> **REQUIRED WORK**
1 – List everything the writer told the 999 operator, according to the post about self-harm and the NHS.
2 – From the post about self-harm and the NHS, pull out the stretch from "As a young person" through "interest to you.)", word for word.

Self-harm & the NHS

I heard on the news today that the number of young people admitted to hospital after harming themselves has doubled in Scotland within the last 5 years. Interestingly enough the articles stating it and the news anchors talking about it made it an almost laboured point that “This doesn’t mean that more children are harming themselves. It may mean that more young people feel comfortable asking for help.” As if it would be atrocious to think that mental health issues with young people are getting worse and it’s purely down to it being more documented and people more comfortable talking about it. As if the message was “Don’t worry, the increasing numbers of children hurting themselves badly enough to need hospital assistance actually means we’re doing our jobs in recognising mental health issues in adolescents.”

As a young person who has been in hospital for her self harm, that idea is almost insulting.

(If you haven’t noticed yet, this is yet another blog post that is a thinly veiled rant. Please feel free to stop reading here if that is not of interest to you.)


I’d like to tell you a story. It was a Wednesday in the late summer of 2012. I know it was a Wednesday because my parents and sister were out at a weekly dinner they attended with family friends. I was getting ready to go out to the pub quiz with my friends and my phone went. It was a text from my then-boyfriend breaking up with me. For some background to this, at this time it was less than a year since I had been diagnosed with depression, I was on medication and receiving counselling once a week and I had been self harming regularly for almost as long as I’d been diagnosed. This boyfriend had previously broken up with me and begged me to get back together with him twice before this instance and I was ill and I thought that I needed someone in that capacity in my life. This text said “It feels weird, us together. We’re better as friends.”

I don’t remember what happens after that. My next memory is telling the 999 operator that I was home alone, I was covered in blood and I wanted to kill myself and I didn’t know what to do. They sent an ambulance instantly. The paramedics were some of the most understanding people I’ve met in my life. Unfortunately, that’s where my positive experiences with the NHS emergency services regarding mental health stop. I won’t tell you how long I waited before I was seen because for I don’t know. I don’t remember. What I do remember is when I eventually got seen, my only feelings were that of “I wish I’d not phoned for help.” I wasn’t allowed my mother to stay with me in the room because the doctor wanted to ask me “sensitive” questions. Apparently that’s code for “I don’t want witnesses to hear what I’m about to say.” Because the doctor told me that I was a drain on the NHS and that I wasn’t an emergency and it clearly wasn’t an accident so I had no right to ring 999. All this before he looked at my arm. When he eventually looked at it he said, very condescendingly, “What do you expect me to do about this? Do you want a plaster?” By this time my mother (a nurse) was allowed back in the room and I remember her saying “Oh, that looks deep. It might need a paper stitch at least.”  I didn’t get that. I got a dressing and sent on my way with the most random pieces of advice I’ve ever been given in regards to my mental health and that was “Don’t drink caffeine after 12pm.” Thanks, doctor. I’m sure it’s the caffeine that made me want to cease to exist.

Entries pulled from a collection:
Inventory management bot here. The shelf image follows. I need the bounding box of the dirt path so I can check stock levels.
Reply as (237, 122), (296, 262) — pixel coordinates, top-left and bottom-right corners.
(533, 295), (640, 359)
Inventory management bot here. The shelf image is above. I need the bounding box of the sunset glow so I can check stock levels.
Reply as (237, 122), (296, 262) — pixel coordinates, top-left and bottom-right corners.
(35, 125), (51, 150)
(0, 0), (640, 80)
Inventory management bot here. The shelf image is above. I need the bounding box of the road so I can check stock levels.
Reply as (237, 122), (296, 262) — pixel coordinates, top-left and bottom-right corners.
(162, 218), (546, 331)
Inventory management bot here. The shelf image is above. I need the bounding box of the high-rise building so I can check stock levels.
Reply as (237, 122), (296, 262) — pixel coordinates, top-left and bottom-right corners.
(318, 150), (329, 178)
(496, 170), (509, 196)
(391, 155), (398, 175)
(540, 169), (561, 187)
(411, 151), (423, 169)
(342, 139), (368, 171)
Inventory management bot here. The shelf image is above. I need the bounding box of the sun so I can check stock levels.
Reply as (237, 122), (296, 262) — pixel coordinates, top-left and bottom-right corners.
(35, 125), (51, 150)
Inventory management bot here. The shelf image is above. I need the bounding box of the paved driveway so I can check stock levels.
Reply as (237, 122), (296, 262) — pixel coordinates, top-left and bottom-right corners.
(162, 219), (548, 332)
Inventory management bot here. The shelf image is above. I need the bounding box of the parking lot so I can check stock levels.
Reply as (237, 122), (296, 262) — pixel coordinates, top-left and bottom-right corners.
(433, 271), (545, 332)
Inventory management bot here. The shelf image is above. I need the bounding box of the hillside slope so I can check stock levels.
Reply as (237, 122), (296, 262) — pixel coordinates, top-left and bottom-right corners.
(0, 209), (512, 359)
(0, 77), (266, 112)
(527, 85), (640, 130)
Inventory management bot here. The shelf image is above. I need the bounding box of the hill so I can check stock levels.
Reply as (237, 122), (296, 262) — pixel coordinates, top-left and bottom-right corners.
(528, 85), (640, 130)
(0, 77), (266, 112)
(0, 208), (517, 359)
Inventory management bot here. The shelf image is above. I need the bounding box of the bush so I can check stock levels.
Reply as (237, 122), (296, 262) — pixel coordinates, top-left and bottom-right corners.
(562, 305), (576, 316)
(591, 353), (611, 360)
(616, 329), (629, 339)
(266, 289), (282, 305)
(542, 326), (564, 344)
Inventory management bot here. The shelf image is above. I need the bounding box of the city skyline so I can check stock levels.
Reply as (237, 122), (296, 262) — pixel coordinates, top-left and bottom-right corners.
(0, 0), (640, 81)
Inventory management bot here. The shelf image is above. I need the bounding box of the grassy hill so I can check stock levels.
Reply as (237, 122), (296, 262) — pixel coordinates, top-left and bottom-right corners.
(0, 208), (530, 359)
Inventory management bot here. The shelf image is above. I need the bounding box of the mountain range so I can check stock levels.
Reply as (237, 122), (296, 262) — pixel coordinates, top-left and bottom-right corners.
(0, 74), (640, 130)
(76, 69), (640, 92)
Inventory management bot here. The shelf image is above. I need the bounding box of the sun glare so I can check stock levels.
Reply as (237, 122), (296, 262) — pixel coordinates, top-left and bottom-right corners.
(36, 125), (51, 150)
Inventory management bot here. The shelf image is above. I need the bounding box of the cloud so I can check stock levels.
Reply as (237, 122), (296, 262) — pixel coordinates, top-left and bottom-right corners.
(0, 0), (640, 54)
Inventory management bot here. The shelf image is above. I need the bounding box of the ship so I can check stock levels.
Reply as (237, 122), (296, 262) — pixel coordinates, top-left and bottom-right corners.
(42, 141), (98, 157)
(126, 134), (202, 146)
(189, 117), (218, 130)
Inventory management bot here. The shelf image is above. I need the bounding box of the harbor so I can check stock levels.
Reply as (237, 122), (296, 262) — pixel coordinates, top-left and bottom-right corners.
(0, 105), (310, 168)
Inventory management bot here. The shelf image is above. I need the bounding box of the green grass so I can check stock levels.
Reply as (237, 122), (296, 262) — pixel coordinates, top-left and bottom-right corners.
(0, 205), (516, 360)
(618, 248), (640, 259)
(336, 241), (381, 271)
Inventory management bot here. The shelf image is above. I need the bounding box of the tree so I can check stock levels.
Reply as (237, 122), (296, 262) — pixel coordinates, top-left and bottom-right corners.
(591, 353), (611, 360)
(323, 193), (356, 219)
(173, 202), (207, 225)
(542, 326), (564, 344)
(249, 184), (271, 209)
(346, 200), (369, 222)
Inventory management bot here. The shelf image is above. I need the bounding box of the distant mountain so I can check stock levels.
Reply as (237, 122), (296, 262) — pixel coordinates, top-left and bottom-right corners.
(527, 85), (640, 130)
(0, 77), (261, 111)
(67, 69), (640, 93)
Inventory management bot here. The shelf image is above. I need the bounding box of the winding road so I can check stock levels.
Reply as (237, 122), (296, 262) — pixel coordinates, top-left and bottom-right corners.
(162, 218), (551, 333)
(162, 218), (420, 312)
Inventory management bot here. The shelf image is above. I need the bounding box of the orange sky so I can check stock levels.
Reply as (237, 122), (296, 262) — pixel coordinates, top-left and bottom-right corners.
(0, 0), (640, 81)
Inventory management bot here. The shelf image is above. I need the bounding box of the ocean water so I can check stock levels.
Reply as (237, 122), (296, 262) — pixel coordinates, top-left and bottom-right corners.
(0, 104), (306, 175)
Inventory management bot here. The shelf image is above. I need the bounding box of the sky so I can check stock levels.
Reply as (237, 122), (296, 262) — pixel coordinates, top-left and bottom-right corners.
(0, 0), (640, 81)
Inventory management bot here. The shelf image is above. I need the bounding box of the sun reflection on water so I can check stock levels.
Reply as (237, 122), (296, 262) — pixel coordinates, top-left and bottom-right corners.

> **RESPONSES TO THE TASKS**
1 –
- She was home alone.
- She was covered in blood.
- She wanted to kill herself.
- She didn't know what to do.

2 –
As a young person who has been in hospital for her self harm, that idea is almost insulting.

(If you haven’t noticed yet, this is yet another blog post that is a thinly veiled rant. Please feel free to stop reading here if that is not of interest to you.)